__Stated exercise__: Reproduce verbatim the part of the records below that opens with the line containing "the wooden podium" and closes with the line containing "(1259, 398)", both included.

[Recorded data]
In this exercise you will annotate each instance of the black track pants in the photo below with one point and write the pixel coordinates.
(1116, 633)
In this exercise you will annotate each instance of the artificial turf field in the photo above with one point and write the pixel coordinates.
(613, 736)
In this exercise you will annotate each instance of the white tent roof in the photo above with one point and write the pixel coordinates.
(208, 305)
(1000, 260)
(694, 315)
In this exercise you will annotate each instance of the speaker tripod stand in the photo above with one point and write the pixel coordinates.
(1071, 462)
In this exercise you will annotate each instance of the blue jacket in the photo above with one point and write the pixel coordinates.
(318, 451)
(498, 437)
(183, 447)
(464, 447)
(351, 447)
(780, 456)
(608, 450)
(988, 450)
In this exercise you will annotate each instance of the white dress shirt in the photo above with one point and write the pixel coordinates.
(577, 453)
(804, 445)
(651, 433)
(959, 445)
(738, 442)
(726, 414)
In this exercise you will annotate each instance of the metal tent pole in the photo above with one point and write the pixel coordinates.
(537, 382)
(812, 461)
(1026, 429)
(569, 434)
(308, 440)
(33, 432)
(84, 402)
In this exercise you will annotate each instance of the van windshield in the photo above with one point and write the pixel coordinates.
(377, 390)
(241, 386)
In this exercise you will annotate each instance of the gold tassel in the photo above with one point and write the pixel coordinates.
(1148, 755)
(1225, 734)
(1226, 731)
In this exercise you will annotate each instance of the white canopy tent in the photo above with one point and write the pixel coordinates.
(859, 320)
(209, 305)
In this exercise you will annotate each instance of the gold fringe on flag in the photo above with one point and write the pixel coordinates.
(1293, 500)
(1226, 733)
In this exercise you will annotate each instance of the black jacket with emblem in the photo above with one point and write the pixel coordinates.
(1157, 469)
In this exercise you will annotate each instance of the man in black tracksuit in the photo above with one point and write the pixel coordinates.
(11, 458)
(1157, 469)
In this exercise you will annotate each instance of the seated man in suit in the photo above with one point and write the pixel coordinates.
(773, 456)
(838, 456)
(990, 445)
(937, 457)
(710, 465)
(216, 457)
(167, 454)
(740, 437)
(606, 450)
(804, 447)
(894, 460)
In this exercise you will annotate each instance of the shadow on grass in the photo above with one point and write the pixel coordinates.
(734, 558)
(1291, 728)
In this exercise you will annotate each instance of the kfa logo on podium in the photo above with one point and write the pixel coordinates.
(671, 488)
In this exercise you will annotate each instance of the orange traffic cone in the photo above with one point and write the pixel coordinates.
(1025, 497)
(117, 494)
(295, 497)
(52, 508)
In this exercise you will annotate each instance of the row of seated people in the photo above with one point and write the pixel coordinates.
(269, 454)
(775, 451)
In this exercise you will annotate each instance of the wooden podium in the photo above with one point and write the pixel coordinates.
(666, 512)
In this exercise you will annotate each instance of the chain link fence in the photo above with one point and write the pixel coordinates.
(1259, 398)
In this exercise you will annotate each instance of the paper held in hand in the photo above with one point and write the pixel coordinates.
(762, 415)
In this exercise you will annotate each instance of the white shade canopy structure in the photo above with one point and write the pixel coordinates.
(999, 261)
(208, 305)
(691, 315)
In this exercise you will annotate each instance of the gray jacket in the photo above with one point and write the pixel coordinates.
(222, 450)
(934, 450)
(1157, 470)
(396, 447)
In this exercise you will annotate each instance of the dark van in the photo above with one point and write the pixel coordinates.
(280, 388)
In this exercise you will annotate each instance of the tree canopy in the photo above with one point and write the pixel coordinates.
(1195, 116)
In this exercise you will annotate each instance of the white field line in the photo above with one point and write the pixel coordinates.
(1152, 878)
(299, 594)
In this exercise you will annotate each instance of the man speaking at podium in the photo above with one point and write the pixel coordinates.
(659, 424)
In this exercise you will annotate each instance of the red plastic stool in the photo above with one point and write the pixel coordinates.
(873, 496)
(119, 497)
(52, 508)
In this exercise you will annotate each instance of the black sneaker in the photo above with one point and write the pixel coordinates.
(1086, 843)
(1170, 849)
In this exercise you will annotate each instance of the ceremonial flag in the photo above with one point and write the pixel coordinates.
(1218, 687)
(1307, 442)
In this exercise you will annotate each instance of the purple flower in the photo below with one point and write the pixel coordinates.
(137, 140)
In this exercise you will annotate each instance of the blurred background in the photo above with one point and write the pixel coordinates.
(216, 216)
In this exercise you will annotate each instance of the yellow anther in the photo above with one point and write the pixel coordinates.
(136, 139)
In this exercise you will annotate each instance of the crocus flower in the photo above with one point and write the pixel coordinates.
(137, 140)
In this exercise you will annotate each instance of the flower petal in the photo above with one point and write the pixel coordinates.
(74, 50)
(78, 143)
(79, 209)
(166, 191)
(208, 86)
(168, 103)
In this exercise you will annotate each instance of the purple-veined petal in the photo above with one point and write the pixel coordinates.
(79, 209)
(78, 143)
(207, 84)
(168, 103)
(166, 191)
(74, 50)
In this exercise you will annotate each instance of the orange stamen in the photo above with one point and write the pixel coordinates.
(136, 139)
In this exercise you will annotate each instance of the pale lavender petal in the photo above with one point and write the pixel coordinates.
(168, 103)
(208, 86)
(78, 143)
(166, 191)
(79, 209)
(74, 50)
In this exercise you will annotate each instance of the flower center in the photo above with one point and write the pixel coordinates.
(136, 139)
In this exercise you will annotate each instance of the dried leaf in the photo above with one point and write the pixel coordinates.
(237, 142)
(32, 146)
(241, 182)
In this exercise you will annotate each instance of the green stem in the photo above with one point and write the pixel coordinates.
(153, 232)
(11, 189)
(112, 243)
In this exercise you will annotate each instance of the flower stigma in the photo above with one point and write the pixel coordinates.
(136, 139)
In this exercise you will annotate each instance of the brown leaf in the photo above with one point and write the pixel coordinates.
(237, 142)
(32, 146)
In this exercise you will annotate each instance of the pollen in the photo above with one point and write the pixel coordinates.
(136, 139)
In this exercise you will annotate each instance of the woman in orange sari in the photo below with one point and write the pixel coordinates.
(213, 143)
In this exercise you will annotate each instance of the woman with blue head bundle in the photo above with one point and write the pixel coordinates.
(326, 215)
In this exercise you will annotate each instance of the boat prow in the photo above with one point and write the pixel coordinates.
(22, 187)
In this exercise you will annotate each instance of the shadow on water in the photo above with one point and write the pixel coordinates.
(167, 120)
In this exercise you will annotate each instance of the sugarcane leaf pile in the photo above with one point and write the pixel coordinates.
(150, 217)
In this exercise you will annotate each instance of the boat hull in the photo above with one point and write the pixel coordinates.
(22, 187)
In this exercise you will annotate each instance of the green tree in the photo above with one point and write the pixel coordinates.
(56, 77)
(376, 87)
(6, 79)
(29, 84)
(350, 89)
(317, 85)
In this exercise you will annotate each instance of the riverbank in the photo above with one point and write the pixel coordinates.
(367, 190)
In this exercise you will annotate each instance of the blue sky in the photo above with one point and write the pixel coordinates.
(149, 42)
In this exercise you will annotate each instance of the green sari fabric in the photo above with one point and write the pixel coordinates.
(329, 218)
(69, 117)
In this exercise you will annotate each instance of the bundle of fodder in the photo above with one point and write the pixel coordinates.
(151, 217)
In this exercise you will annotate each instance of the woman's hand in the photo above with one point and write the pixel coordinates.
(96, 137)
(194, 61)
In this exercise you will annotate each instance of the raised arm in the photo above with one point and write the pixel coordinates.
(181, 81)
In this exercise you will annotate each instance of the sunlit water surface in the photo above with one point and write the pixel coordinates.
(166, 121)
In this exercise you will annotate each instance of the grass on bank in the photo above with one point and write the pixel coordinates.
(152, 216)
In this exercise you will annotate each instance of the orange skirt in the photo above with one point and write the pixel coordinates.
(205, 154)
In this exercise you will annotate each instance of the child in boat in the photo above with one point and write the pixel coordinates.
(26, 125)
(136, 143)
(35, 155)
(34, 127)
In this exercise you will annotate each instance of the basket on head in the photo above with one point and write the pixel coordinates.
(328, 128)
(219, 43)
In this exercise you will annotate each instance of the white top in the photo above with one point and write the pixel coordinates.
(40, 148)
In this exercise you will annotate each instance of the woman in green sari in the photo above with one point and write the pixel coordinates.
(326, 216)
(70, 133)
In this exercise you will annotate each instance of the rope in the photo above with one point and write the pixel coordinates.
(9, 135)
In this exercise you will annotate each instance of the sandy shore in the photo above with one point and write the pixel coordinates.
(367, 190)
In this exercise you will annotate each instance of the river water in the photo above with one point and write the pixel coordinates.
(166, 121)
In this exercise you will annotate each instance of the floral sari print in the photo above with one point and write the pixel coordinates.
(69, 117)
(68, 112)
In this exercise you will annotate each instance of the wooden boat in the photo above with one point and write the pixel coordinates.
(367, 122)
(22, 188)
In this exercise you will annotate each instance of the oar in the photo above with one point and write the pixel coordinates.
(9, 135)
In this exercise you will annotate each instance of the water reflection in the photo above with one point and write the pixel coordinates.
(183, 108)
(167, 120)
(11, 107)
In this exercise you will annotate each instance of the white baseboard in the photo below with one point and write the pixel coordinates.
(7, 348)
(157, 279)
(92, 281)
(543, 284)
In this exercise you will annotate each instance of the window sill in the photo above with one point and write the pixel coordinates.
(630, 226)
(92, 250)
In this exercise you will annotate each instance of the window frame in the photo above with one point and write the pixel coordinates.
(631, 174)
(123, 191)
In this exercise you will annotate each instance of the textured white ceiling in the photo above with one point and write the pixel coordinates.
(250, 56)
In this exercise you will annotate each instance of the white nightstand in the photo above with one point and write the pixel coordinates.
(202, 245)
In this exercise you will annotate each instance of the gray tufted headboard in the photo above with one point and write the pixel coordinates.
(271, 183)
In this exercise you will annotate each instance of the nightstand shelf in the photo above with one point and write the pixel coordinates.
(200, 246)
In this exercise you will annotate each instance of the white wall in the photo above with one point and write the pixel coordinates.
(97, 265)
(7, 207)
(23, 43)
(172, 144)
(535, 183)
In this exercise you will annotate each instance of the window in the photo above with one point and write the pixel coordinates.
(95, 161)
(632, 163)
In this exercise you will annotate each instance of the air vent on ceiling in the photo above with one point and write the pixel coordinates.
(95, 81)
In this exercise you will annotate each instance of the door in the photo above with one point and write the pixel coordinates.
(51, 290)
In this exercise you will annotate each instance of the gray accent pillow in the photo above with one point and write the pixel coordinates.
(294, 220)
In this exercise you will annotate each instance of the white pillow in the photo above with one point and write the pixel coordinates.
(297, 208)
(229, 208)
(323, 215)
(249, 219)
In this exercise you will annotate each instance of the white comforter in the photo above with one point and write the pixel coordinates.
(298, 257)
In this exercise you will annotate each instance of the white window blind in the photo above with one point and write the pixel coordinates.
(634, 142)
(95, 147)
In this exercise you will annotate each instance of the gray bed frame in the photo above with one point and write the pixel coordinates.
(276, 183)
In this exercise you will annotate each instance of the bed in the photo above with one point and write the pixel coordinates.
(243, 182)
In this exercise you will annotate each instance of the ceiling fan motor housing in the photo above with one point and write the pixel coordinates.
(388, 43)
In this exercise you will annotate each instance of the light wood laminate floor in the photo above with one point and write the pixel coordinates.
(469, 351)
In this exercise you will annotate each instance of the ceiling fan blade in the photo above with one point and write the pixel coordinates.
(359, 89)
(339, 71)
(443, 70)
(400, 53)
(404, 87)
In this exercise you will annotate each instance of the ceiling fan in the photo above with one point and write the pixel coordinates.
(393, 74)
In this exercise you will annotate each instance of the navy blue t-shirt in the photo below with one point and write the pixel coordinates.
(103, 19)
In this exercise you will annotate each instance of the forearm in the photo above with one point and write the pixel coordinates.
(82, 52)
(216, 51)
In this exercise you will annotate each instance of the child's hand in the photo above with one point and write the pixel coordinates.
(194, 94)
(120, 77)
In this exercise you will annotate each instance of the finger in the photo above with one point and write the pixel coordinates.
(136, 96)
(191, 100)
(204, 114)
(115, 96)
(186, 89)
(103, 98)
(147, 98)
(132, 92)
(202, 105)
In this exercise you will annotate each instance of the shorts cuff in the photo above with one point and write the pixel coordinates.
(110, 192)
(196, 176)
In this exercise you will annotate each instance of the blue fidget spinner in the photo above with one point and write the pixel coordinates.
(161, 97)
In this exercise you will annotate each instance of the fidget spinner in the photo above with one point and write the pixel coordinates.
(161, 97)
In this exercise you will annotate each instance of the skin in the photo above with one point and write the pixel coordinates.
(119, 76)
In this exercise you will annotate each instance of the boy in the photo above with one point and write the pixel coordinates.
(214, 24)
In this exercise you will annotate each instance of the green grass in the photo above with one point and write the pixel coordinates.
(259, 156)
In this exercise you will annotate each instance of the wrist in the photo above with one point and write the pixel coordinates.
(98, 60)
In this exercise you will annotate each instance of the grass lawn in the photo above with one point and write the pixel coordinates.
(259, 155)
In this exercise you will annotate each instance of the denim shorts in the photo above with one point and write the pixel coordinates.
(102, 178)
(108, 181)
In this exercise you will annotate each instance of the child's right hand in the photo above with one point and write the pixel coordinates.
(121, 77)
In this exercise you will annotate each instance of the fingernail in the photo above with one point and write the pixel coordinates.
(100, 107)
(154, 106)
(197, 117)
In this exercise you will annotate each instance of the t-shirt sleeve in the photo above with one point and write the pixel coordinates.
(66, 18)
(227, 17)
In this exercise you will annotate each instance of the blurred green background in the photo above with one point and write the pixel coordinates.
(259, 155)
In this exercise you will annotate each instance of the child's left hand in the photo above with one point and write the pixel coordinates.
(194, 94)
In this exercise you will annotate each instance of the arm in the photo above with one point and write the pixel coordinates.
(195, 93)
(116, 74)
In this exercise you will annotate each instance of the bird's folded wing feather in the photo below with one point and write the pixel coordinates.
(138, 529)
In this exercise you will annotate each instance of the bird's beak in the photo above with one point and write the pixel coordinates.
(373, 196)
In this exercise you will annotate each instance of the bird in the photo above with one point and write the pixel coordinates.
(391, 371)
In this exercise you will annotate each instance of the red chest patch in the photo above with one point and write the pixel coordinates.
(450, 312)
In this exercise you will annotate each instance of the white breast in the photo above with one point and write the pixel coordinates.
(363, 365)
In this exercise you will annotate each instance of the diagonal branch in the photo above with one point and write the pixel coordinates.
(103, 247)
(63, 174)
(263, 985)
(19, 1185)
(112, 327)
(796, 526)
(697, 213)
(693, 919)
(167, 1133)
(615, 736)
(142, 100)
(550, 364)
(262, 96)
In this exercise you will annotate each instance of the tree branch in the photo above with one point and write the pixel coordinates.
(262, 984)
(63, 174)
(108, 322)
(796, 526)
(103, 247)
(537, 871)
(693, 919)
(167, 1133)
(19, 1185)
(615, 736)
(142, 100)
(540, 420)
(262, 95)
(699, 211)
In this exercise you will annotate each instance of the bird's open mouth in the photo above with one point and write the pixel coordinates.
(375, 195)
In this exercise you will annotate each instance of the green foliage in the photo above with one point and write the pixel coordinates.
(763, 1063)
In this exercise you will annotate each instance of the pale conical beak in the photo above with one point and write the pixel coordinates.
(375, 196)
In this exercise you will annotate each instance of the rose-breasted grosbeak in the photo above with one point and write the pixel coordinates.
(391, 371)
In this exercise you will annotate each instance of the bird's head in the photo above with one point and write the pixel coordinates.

__Solution__:
In this exercise you will annotate each instance of the wooden podium in the photo above with one point and write the pixel coordinates.
(666, 512)
In this exercise you will annotate each instance of the chain link fence in the photo above with one point and write the pixel coordinates.
(1259, 398)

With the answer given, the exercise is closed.